Church Father Bishop, Abbot
- Born: c. 280
- Died: c. 345
- Venerated in: Catholic Church Eastern Orthodox Church Oriental Orthodox Church Church of the East
- Canonized: Pre-congregation
- Major shrine: Mar Mattai Monastery
- Feast: 29 January (Roman Catholic, Eastern Orthodox, Oriental Orthodox) 20 Tobi (Coptic Orthodox)
- Attributes: Shemagh, habit
- Patronage: Erbil, Mosul

= Aphrahat =

4th century Syriac-Christian theologian and author

Aphrahat (c. 280–c. 345; ܐܦܪܗܛ, Ap̄rahaṭ, فرهاد, أفراهاط الحكيم, Ἀφραάτης, and Latin Aphraates), venerated as Saint Aphrahat the Persian, was a third-century Syriac Christian author of Iranian descent from the Sasanian Empire, who composed a series of twenty-three expositions or homilies on points of Christian doctrine and practice. All his known works, the Demonstrations, come from later on in his life. He was an ascetic and celibate, and was almost definitely a son of the covenant (an early Syriac form of communal monasticism). He may have been a bishop, and later Syriac tradition places him at the head of Mar Mattai Monastery near Mosul in what is now northern Iraq. He was a near contemporary to the slightly younger Ephrem the Syrian, but the latter lived within the sphere of the Roman Empire. Called the Persian Sage (ܚܟܝܡܐ ܦܪܣܝܐ, Ḥakkimā Pārsāyā), Aphrahat witnessed to the concerns of the early church beyond the eastern boundaries of the Roman Empire.

==Life, history and identity==
Aphrahat was born near the border of Roman Syria and Sasanian Iran around 280, during the rule of Shapur II.

The name Aphrahat is the Syriac version of the Persian name Frahāt, which is the modern Persian Farhād (فرهاد). He might have had Persian Jewish ancestors. The author, who was known as "the Persian sage", came from a Zoroastrian family and may have himself been a convert from Zoroastrianism, though this appears to be later speculation. An early tradition, found in the colophon to a manuscript dated to 510, instead ascribes to him the name Jacob, which may have been his baptismal name. Hence he was already confused with Jacob of Nisibis, by the time of Gennadius of Massilia (before 496), and the ancient Armenian version of nineteen of The Demonstrations has been published under this latter name. Thorough study of the Demonstrations makes identification with Jacob of Nisibis impossible. Aphrahat, being a Persian subject, cannot have lived at Nisibis, which became Persian only by Emperor Jovian's treaty of 363.

Furthermore, Jacob of Nisibis, who attended the First Council of Nicaea, died in 338, and from the internal evidence of Aphrahat's works he must have witnessed the beginning of the persecution of Christians in the early 340s by Shapur II. The persecutions arose out of political tensions between Rome and Persia, particularly the declaration of Constantine the Great that Rome should be a Christian empire. Shapur perhaps grew anxious that the largely Syriac and Armenian Christians within his Empire might secretly support Rome. There are elements in Aphrahat's writing that show great pastoral concern for his harried flock, caught in the midst of all this turmoil.

[Natural-language object grounding data]
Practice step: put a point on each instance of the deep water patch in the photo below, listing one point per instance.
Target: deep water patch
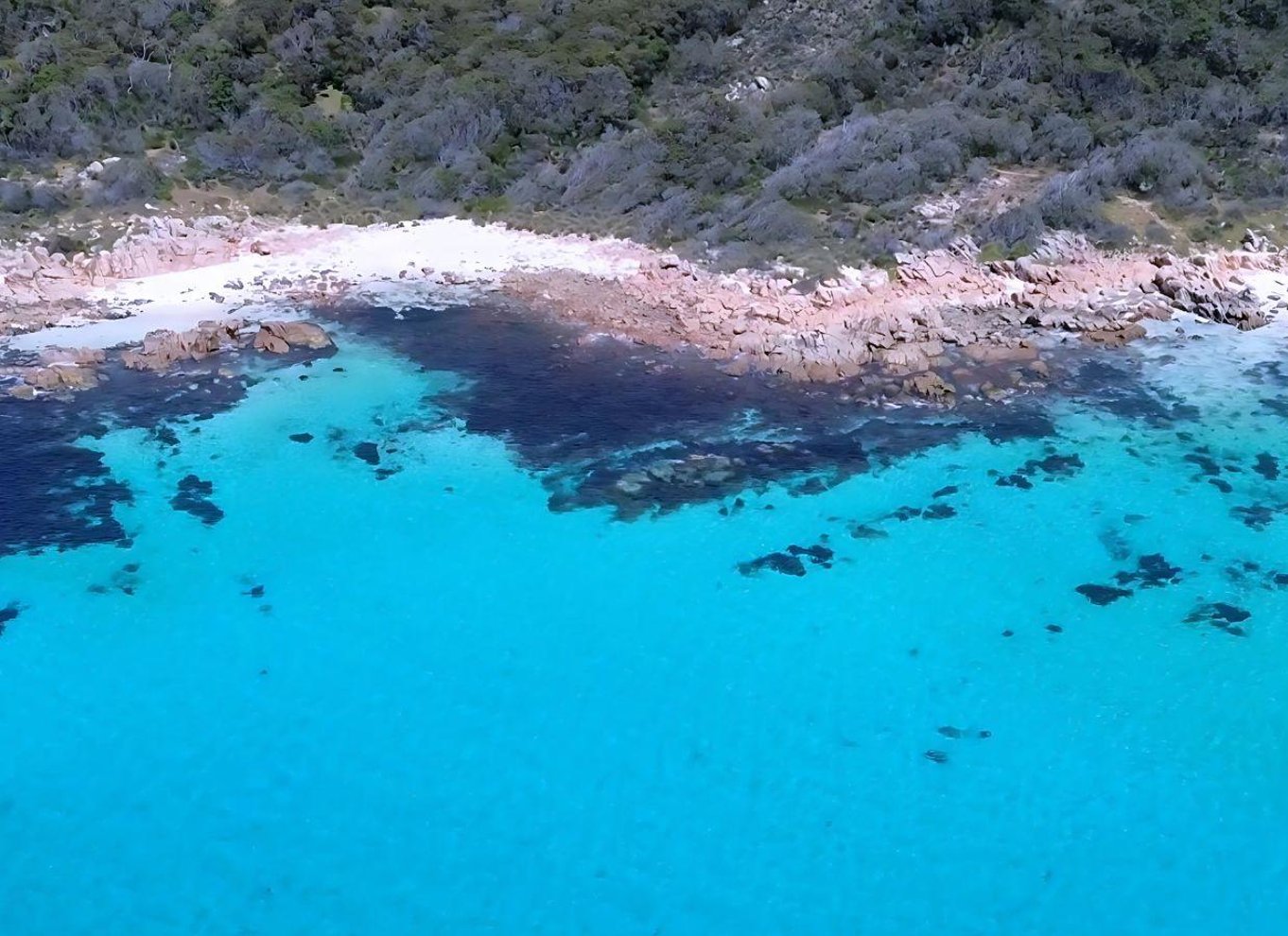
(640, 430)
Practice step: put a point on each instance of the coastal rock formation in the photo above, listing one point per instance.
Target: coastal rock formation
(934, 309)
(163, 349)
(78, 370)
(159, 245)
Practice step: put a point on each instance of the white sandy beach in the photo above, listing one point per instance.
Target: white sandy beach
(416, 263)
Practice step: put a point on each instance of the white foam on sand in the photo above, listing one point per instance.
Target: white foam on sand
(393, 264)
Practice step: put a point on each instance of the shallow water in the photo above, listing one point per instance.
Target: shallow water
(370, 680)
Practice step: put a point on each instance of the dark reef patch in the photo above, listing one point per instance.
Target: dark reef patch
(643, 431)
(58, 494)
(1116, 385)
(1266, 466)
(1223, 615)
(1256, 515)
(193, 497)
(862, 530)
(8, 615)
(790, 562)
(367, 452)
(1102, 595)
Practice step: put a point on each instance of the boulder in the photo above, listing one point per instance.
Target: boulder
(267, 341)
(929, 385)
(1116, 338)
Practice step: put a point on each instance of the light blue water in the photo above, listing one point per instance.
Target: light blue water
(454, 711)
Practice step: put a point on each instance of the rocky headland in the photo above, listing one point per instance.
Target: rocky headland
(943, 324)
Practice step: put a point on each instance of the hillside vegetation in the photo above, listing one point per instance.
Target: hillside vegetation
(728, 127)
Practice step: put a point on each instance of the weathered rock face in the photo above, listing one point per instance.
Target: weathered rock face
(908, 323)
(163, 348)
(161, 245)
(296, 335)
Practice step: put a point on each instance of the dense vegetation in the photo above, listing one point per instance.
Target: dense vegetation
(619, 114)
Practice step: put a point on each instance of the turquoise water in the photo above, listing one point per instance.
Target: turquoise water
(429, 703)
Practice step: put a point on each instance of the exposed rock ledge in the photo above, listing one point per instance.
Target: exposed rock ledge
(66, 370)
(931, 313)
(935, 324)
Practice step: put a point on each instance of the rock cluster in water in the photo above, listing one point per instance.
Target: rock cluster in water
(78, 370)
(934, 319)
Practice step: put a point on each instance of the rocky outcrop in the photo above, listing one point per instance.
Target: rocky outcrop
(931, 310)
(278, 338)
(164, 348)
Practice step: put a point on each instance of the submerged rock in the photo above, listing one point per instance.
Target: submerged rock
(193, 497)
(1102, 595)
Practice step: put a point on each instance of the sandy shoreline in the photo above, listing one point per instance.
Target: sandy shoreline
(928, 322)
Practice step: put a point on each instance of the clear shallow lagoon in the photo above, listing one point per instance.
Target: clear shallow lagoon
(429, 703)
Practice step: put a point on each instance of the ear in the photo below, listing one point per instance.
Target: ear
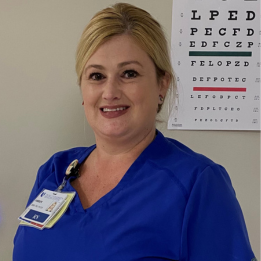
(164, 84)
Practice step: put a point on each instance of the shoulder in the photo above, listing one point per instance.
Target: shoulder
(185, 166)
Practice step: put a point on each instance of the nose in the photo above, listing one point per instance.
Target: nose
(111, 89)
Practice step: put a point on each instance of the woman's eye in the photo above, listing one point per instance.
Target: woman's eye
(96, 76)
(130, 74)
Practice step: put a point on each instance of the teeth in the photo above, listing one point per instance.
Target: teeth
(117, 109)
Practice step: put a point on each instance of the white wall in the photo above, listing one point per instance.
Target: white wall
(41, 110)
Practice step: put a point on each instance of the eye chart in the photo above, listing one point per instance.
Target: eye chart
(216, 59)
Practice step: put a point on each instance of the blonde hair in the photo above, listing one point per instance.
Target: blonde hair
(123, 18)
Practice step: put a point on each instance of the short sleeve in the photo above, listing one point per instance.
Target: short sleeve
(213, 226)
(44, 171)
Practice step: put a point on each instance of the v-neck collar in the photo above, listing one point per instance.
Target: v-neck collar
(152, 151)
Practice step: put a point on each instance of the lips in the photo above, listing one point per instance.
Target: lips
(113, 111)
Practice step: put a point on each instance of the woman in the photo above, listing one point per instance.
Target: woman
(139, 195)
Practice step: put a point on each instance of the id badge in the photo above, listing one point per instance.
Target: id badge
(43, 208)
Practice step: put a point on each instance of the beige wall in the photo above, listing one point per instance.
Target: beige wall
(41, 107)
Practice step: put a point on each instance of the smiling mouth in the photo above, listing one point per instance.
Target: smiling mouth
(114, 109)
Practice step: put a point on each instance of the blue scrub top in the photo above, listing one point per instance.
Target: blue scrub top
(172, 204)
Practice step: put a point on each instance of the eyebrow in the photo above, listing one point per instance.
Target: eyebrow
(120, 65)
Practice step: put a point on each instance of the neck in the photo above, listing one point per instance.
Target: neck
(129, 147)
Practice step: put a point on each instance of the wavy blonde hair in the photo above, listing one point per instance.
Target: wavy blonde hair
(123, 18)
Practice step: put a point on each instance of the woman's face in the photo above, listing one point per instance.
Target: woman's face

## WHAT IS REQUIRED
Answer these from the text on Aphrahat:
(a) What is listed as his major shrine?
(b) What name does the colophon to the manuscript dated to 510 ascribe to him?
(c) In what year did Jacob of Nisibis die?

## TASK OUTPUT
(a) Mar Mattai Monastery
(b) Jacob
(c) 338